Output every line of the data below, unchanged and in the same order.

[Records from a data collection]

[Start]

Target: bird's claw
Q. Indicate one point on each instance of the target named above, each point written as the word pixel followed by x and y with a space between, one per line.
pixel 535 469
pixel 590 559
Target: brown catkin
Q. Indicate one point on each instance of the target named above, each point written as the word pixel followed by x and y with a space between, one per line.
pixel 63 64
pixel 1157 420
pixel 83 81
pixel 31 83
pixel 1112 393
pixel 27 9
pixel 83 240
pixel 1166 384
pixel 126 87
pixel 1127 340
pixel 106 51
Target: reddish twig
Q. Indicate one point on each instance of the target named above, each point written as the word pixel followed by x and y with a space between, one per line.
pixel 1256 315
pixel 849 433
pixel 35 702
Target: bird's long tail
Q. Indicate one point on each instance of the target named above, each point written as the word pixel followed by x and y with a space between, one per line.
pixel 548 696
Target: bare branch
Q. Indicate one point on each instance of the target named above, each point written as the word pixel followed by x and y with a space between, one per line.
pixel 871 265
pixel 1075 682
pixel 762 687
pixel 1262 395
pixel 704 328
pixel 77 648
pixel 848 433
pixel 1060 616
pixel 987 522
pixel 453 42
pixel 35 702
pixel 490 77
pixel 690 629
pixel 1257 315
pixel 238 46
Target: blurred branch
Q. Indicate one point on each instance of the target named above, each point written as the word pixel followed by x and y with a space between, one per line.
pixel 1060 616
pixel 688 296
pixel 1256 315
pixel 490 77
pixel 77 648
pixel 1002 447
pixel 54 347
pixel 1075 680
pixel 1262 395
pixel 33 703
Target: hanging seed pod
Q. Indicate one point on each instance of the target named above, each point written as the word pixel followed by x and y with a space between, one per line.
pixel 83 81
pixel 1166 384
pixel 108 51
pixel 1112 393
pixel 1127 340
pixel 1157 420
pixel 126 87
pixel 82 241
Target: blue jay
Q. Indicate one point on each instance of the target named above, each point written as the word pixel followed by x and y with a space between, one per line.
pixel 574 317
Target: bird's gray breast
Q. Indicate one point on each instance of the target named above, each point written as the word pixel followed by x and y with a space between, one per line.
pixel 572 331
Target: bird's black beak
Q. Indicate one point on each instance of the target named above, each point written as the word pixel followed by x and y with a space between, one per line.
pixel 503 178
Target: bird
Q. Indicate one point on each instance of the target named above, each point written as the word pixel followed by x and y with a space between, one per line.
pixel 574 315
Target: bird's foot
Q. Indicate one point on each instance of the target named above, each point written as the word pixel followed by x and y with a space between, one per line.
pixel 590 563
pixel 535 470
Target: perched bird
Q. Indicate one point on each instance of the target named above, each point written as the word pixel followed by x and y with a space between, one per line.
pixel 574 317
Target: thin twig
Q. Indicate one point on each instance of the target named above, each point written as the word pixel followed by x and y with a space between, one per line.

[End]

- [Answer to this problem]:
Target: bird's claw
Q. Indicate one point on each instance of the target named above, each point written as the word pixel followed by x and y with a space between, one per line.
pixel 535 469
pixel 590 559
Target: brown catkin
Q. Indicate one point on each instance of the target named above, each point written as the word pixel followed by x and y with a space between, one per line.
pixel 63 64
pixel 1157 420
pixel 83 81
pixel 31 83
pixel 1112 393
pixel 27 9
pixel 83 240
pixel 1166 384
pixel 126 87
pixel 1127 340
pixel 106 51
Target: reddish twig
Q. Indicate one point on each instance of the target named above, each point written as the word pixel followed by x and y with a space between, one per line.
pixel 1256 315
pixel 849 433
pixel 35 702
Target: bird's long tail
Q. Indicate one point on each instance of the target named above, each point written as the word pixel followed by x and y with a space between, one per line.
pixel 548 696
Target: bare branch
Q. Indicate one point on each instance of the target named above, each point written as the word pixel followed by x and y with a space between, one per line.
pixel 871 265
pixel 1075 682
pixel 762 687
pixel 1262 395
pixel 704 328
pixel 77 648
pixel 848 433
pixel 1060 616
pixel 987 522
pixel 453 42
pixel 35 702
pixel 490 77
pixel 690 629
pixel 1257 315
pixel 238 46
Target: blurred branch
Q. Indicate one point on each instance of the target named above, each point written as the word pixel followed by x and y with a space between, one per line.
pixel 1060 616
pixel 688 296
pixel 1256 315
pixel 490 77
pixel 77 648
pixel 1002 447
pixel 54 347
pixel 1075 680
pixel 1262 395
pixel 33 703
Target: hanging seed pod
Q. Indicate one point on each instance of the target named above, each point written as the word pixel followed by x and y with a space between, one per line.
pixel 83 81
pixel 1166 384
pixel 108 51
pixel 1112 393
pixel 1127 340
pixel 1157 420
pixel 126 87
pixel 82 241
Target: blue jay
Q. Indicate one point on each instance of the target named above, each point written as the word pixel followed by x and y with a space between, one per line.
pixel 574 317
Target: bird's gray breast
Q. Indicate one point on each instance of the target named above, each point written as the word pixel followed by x and y with a space between, one per line.
pixel 572 331
Target: bird's black beak
Q. Indicate one point on each instance of the target named above, each point written as the word pixel followed by x and y with a space between, one per line.
pixel 503 178
Target: bird
Q. Indicate one point on each instance of the target named above, each point written as the word pixel followed by x and y with a space between, one per line.
pixel 574 315
Target: bird's foot
Q. Indicate one point on each instance of the target named above, each point written as the word pixel followed by x and y with a space between, one per line.
pixel 590 563
pixel 535 470
Target: perched bird
Q. Indicate one point on each instance of the target named above, each point written as the word pixel followed by x and y with a space between, one per line.
pixel 574 317
Target: thin twig
Q. Indicate one point on each instance of the target named above, each point written as the word pixel followed by x and y with a space between, one per line.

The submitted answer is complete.